_Task to carry out_
Having read the material, return every line of it exactly.

START Data for analysis

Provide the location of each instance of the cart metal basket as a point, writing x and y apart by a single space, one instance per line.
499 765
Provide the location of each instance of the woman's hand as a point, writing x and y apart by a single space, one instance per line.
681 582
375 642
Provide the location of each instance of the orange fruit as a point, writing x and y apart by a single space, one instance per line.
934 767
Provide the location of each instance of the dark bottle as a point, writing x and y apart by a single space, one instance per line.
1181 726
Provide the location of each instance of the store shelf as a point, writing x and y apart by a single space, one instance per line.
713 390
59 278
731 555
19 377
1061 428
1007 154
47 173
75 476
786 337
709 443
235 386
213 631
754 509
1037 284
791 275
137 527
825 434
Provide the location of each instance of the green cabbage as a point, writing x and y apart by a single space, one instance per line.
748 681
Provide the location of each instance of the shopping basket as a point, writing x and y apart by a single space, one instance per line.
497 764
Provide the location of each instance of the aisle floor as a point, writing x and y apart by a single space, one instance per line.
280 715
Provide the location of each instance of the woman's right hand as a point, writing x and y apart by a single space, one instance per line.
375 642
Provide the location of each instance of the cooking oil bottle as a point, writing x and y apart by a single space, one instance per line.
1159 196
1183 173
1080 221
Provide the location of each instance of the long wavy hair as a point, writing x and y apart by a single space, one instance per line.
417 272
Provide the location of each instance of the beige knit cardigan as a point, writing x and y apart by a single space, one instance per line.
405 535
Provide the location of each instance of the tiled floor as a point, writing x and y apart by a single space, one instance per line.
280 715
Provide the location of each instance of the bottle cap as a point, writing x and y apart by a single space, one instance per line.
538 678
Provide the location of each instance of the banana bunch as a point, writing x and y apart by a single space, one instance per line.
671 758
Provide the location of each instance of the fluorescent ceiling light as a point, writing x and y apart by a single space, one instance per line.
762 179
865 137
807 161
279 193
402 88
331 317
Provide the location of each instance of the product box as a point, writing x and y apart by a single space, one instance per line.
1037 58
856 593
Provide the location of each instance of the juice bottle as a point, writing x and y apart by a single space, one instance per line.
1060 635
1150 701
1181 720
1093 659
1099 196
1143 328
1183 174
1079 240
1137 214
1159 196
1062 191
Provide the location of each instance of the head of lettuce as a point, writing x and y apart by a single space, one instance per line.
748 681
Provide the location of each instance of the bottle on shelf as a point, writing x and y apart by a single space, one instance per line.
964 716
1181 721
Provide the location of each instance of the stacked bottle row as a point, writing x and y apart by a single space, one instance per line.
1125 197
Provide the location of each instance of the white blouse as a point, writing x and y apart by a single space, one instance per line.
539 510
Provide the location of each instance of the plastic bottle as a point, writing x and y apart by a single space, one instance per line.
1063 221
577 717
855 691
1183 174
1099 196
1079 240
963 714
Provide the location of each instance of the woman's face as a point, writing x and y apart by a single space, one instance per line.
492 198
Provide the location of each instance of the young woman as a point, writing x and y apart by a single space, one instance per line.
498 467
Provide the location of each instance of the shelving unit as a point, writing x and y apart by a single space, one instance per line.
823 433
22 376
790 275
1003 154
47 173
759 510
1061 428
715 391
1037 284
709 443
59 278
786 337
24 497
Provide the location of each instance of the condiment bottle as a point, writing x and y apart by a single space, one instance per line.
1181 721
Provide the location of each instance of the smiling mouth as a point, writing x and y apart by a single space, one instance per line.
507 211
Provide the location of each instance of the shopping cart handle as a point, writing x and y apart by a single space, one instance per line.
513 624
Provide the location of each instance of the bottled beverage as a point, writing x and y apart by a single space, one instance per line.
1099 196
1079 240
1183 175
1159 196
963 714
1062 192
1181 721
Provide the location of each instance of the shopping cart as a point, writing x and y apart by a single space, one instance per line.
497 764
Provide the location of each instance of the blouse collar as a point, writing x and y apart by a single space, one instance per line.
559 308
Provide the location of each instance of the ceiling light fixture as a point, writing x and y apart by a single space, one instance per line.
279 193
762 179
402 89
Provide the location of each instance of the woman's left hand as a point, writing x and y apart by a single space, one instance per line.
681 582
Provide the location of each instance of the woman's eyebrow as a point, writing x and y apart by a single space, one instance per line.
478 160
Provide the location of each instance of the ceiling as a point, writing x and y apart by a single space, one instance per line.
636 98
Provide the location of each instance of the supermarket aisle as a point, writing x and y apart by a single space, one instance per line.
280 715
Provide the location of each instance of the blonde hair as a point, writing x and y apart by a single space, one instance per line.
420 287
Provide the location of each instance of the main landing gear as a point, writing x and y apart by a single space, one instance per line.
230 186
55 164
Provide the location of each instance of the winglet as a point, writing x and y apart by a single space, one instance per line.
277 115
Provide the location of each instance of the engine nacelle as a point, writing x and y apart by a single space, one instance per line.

END Data for analysis

_Solution to this exercise_
Provide the location of each instance of the cart metal basket as a point, writing x and y apart by a single space, one instance per line.
499 765
Provide the location of each instance of the woman's hand as a point, writing x and y apart by a single space, one instance per line.
681 582
375 642
Provide the location of each instance of the orange fruit as a point, writing x and y apart by a single space, one instance per line.
934 767
Provide the location of each instance of the dark bottle as a point, writing x and y apart by a single space, one instance per line.
1181 726
Provide the location of each instance of the store shelf as a point, writing x and y apart by a single space, one instance per line.
713 390
59 278
731 555
19 377
1061 428
1007 154
47 173
75 476
786 337
709 443
235 386
213 631
754 509
1037 284
791 275
137 527
825 434
Provide the location of each instance of the green cabbage as a point, writing x and y apart by a single space, one instance per line.
748 681
Provide the location of each instance of the shopping basket as a point, writing x and y apart by a single space, one instance per line.
497 764
Provide the location of each instance of the aisle floor as a point, writing x and y apart by a single space, one instance per line.
280 715
Provide the location of each instance of the woman's right hand as a point, writing x and y apart by a single space, one instance per line.
375 642
Provide the location of each instance of the cooking oil bottle as a point, writing x and y apart by a single space, one instance per line.
1159 196
1183 173
1080 221
Provide the location of each instance of the long wavy hair as a point, writing x and y apart by a single space, one instance per line.
417 272
Provide the location of each instance of the beige knit cardigan as a point, writing x and y apart by a single space, one instance per line.
405 535
Provide the location of each instance of the tiled floor as a point, writing x and y apart by a single space, one instance per line.
280 715
Provide the location of each instance of the bottle cap as a point, writing x and y apart by a single space, one instance per line.
538 678
Provide the location of each instance of the banana bunch as a point, writing x and y apart by a single space, one instance per line.
671 758
Provide the location of each instance of the fluorescent ceiling light as a point, writing x and y apart by a single space, one instance per line.
762 179
865 137
807 161
279 193
402 88
331 317
Provide the location of each instance of the product box as a point, writing x and y apart by a single space, one instance per line.
1037 58
856 593
Provide the location of each instance of the juice bottle as a point, writing x and y apart by a single space, one instance per line.
1060 635
1150 701
1181 720
1093 659
1099 196
1143 328
1183 174
1079 240
1137 214
1159 196
1062 191
Provide the location of each instance of the head of lettuce as a point, writing x and y apart by a single space, one instance per line.
748 681
Provide the location of each instance of the bottle on shelf as a point, writing x and y apart by a single space, one instance per line.
964 716
1181 721
Provide the location of each instance of the stacked bottle row as a point, writing x and y apart by a single space, one instance per line.
1125 197
Provide the location of each instance of the white blouse as a point, writing x and y apart by a single space, one instance per line.
539 510
Provide the location of each instance of the plastic bottle as a point, writing x and y apart by a single space, one instance per line.
1063 221
577 717
855 691
1183 174
1099 196
1079 240
963 714
Provide the location of each instance of the woman's face as a point, writing x and y apart by a single space, one instance per line.
492 198
Provide the location of each instance of the young woman as a point, writing x and y apart by a single space, one instance per line.
498 467
Provide the location of each instance of the shelving unit as a point, writing x and y apart by a single space, one instance per line.
823 433
22 376
790 275
1003 154
47 173
759 510
1061 428
715 391
1037 284
709 443
59 278
786 337
24 497
Provide the location of each instance of the condiment bottle as a point, writing x and y apart by a single space, one instance per line.
1181 721
Provide the location of each instance of the smiling mouth as a point, writing x and y apart by a single space, one instance per line.
507 211
Provide the location of each instance of the shopping cart handle as a point, writing x and y apart by a single space, one instance per line.
513 624
Provide the location of each instance of the bottled beverage as a point, writing x and y apart by a single space, one instance per line.
1099 196
1079 240
1183 175
1159 196
963 714
1062 192
1181 721
Provide the location of each instance of the shopping cart as a point, writing x and y apart by a single space, one instance per line.
497 764
Provide the location of each instance of the blouse collar as a point, writing x and y apart by a single space, one instance per line.
559 308
Provide the location of each instance of the ceiling light fixture as a point, writing x and y apart by a single space, one instance per line.
279 193
762 179
402 89
Provide the location of each instance of the woman's left hand as a point, writing x and y apart by a single space, one instance per line.
681 582
Provide the location of each instance of the woman's eyebrow as a point, writing x and y apart by a single space, one instance per line.
478 160
Provide the location of each instance of the ceiling as a point, writing x and y apart by a single space, one instance per line.
636 98
Provide the location of each instance of the supermarket aisle as a point, writing x and y apart by a single space, one instance per line.
280 715
Provide the location of each instance of the blonde hair as a point, writing x and y apart by a single space, one instance per line.
420 287
Provide the location of each instance of the main landing gear as a point, writing x and y apart by a single space, one instance per line.
230 186
55 164
Provide the location of each instance of the winglet as a point, writing x and y apart by a single space, one instance per line.
277 115
Provide the location of each instance of the engine nacelle as a point, writing x and y apart by a single space, one instance per line.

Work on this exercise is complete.